Every line below between the one holding "Target: red plow blade" and the one holding "Indicate the trailer", inclusive, should be copied exactly, and no other line.

-------------------------

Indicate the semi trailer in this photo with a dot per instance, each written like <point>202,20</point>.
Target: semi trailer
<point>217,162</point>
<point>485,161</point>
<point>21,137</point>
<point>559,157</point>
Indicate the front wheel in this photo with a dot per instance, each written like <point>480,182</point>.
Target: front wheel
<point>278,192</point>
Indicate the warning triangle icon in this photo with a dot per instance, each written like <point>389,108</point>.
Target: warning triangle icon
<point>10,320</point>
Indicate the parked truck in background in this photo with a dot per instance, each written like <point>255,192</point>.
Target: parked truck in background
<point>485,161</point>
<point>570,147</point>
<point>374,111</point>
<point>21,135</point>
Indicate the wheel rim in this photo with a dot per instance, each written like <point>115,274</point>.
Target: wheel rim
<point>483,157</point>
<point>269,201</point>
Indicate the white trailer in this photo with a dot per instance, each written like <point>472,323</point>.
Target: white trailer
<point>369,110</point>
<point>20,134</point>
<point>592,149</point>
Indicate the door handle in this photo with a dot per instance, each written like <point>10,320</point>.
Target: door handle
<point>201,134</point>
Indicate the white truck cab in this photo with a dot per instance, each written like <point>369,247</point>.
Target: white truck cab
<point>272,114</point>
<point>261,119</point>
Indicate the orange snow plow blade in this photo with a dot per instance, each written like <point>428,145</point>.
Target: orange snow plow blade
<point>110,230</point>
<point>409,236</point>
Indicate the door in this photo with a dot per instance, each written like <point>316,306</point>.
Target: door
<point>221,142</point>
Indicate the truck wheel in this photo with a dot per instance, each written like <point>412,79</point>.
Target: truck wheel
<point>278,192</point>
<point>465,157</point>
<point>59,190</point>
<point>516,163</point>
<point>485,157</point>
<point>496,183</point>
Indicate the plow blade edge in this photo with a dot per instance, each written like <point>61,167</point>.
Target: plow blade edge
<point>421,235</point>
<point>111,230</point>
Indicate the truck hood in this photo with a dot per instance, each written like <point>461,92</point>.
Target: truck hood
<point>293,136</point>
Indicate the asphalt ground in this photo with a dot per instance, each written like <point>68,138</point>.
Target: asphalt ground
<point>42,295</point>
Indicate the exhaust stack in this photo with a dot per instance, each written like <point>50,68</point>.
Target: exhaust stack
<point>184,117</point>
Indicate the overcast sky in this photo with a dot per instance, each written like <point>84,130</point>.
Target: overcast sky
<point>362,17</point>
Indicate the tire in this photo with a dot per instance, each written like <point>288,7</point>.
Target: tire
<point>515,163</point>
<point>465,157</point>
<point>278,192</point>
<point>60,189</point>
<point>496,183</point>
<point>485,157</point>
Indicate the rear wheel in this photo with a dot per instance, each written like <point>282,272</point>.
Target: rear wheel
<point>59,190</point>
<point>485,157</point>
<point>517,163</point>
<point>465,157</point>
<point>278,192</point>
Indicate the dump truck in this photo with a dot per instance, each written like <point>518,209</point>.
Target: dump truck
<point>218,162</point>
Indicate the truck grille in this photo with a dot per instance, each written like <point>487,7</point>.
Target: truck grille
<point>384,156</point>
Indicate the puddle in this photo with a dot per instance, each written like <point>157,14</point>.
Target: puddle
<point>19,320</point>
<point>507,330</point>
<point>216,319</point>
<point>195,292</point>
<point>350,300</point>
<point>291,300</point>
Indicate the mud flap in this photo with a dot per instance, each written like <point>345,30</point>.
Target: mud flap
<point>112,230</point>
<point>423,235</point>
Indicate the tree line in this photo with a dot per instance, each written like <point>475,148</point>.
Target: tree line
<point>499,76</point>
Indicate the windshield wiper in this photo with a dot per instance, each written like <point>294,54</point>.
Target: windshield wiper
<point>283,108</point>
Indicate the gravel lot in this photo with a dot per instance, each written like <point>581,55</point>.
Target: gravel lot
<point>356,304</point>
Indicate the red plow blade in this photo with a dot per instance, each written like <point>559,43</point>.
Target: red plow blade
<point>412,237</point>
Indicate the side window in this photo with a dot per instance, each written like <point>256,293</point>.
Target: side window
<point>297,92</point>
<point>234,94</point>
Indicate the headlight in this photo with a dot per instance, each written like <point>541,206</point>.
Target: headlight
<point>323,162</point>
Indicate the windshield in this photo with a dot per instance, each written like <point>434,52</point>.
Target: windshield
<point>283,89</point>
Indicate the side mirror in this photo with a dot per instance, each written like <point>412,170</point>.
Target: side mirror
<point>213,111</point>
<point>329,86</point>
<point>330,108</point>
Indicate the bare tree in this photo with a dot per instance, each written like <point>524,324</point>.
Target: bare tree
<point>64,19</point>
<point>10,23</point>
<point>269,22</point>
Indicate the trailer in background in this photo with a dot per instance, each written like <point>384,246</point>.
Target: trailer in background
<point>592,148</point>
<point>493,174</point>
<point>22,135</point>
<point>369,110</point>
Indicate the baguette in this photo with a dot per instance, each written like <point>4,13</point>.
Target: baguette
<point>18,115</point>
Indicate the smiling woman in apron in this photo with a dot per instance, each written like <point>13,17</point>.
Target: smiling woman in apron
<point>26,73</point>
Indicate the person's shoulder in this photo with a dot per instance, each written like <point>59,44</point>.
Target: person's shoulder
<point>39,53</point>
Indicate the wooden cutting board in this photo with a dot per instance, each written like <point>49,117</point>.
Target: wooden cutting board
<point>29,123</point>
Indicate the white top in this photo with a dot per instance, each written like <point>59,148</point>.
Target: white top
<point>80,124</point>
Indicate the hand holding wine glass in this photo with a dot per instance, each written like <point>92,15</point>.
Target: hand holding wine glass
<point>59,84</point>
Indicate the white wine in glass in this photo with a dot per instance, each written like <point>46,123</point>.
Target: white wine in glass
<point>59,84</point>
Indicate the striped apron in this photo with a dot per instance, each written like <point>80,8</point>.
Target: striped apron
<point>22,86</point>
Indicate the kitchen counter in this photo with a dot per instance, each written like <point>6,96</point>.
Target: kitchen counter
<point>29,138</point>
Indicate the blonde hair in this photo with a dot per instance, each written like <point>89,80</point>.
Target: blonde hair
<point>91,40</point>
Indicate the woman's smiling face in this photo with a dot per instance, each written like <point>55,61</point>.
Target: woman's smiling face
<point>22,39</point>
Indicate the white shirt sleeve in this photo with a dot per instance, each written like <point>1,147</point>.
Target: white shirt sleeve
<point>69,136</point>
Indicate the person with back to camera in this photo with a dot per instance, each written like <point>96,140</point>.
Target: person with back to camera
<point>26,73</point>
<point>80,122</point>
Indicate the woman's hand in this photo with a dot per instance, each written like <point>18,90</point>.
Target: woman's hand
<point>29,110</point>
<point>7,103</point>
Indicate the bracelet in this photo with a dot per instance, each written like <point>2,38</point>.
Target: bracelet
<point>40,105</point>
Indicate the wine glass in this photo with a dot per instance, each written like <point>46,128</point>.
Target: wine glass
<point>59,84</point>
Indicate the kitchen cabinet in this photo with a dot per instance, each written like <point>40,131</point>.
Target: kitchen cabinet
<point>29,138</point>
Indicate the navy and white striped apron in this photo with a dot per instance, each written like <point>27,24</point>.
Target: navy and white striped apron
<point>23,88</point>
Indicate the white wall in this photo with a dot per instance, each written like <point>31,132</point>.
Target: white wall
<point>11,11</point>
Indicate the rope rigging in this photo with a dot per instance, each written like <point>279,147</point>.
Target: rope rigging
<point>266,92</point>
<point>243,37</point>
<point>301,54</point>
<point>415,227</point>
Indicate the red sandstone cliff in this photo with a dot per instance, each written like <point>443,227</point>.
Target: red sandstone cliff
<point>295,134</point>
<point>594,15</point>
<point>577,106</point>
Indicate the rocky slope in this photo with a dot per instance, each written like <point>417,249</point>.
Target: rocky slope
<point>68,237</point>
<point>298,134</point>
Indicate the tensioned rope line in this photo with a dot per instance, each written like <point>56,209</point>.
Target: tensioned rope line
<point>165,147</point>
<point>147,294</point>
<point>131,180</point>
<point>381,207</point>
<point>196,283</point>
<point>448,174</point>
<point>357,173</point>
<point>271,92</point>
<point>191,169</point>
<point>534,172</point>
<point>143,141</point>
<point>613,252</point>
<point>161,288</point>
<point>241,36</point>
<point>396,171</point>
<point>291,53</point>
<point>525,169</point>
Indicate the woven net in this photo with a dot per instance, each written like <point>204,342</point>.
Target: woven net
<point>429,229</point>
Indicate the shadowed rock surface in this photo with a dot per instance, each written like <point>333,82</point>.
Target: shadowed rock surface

-------------------------

**EXERCISE RESULT**
Target: red plow blade
<point>412,237</point>
Indicate the side window in this photo with a dot per instance, each written like <point>256,293</point>.
Target: side window
<point>297,92</point>
<point>234,94</point>
Indicate the headlight in this photo with a dot per instance, each written like <point>541,206</point>.
Target: headlight
<point>323,162</point>
Indicate the windshield in this photo with a dot per instance, each written like <point>434,52</point>.
Target: windshield
<point>283,89</point>
Indicate the side mirror in this photo with a dot per instance, each written like <point>412,170</point>.
Target: side mirror
<point>213,111</point>
<point>329,86</point>
<point>330,108</point>
Indicate the bare tree in this photo with a dot per instance, each written like <point>524,324</point>.
Target: bare tree
<point>64,19</point>
<point>10,23</point>
<point>269,22</point>
Indicate the trailer in background in this photo with a dot per instance, each written like <point>384,246</point>.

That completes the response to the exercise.